■ Directive A: Output as a JSON list of strings the lines of the records between the line holding "Query: flower arrangement on arch" and the line holding "Outline every instance of the flower", inclusive, one string per line and blank lines left out.

■ Text provided:
I said to myself, "Well, I'll just keep the time and get with John Ore. I know I'll never get a solo." Monk played his little solo after Charlie. Then he jumped up and said, "You got it. Drum solo." And John Ore was still playing the bass. Monk said, "It's a solo, John. Frankie's got it. Go on, Frank. Wail." And John stopped. The tempo was way down here. I thought, "What do I do?" I'd been used to playing all this fast stuff. It was so fast that, even if I'd miss a beat or lose my ideas for two measures, it wouldn't mean anything because the people wouldn't know it. But the tempo was way down. Monk said, "Drum solo. Let me hear something, Frank. Don't be bullshittin'." I was trying to do things that I couldn't do. Monk said, "And keep the time. Here's the tempo. Don't play some shit that you don't know nothing about." I didn't even know how to put a paradiddle in there, because I'd never played a paradiddle that slow. And whatever I played, Monk said that he wanted it to make sense. I couldn't do any of my rudiments. It's a different musical approach that I'd never attacked. And all these people were looking at me. Tony Williams, Tootie Heath, Clifford Jarvis—all these drummers were out there, because they'd heard me play a little on the first gig I had with Monk. They knew I'd been with Maynard and Duke. Here I was coming back with Monk. They figured that I was going to be wailing. I was thinking the same thing, and Monk put this on me. Do you know what? It not only made me look like an ass, but I also played like an ass, and it really showed me how handicapped I was.

■ Records shown:
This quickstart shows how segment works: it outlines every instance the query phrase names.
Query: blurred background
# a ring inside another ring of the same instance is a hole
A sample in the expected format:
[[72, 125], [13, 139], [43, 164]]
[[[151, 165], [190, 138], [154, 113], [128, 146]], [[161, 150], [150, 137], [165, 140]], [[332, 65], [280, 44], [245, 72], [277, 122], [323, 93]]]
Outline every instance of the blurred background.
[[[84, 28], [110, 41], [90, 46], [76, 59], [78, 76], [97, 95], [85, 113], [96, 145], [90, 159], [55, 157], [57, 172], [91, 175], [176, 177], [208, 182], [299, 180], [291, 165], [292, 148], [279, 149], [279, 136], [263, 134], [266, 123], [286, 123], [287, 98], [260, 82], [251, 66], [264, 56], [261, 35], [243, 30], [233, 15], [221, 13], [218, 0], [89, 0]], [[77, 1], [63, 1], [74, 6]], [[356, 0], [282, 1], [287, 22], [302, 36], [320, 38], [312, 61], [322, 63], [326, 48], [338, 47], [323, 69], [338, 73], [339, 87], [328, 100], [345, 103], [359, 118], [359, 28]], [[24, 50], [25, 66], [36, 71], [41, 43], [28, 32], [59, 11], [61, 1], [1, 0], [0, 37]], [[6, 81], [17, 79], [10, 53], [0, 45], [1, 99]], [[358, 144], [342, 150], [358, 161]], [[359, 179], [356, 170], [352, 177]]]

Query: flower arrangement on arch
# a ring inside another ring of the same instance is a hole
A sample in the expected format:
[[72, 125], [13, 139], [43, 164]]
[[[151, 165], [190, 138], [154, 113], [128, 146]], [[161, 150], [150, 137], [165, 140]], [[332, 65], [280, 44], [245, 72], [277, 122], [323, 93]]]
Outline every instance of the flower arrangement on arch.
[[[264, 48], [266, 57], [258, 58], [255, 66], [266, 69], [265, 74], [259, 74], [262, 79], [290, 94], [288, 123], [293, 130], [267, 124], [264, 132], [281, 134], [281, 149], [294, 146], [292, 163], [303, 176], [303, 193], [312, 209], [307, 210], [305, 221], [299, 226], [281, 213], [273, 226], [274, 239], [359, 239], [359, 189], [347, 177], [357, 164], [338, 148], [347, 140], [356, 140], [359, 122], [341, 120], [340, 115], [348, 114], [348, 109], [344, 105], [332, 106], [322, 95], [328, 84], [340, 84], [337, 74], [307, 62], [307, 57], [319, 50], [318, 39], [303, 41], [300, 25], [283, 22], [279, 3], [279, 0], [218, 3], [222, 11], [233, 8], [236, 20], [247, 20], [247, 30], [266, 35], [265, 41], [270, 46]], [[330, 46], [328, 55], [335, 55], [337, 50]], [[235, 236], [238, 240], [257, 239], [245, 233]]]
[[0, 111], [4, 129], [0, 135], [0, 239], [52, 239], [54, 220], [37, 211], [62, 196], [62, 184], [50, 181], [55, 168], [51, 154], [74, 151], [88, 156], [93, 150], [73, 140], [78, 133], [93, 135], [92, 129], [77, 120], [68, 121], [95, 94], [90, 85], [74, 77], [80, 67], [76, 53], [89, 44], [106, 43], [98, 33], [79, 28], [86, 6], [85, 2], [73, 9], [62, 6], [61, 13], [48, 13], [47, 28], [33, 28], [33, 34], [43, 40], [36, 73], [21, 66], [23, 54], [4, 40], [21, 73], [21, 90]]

■ Directive B: List the drummers that the jazz recollection names as being out in the audience.

■ Exercise solution A:
[
  "Query: flower arrangement on arch",
  "# a ring inside another ring of the same instance is a hole",
  "A sample in the expected format:",
  "[[72, 125], [13, 139], [43, 164]]",
  "[[[151, 165], [190, 138], [154, 113], [128, 146]], [[161, 150], [150, 137], [165, 140]], [[332, 65], [280, 44], [245, 72], [277, 122], [323, 93]]]",
  "Outline every instance of the flower arrangement on arch."
]

■ Exercise solution B: Tony Williams, Tootie Heath, Clifford Jarvis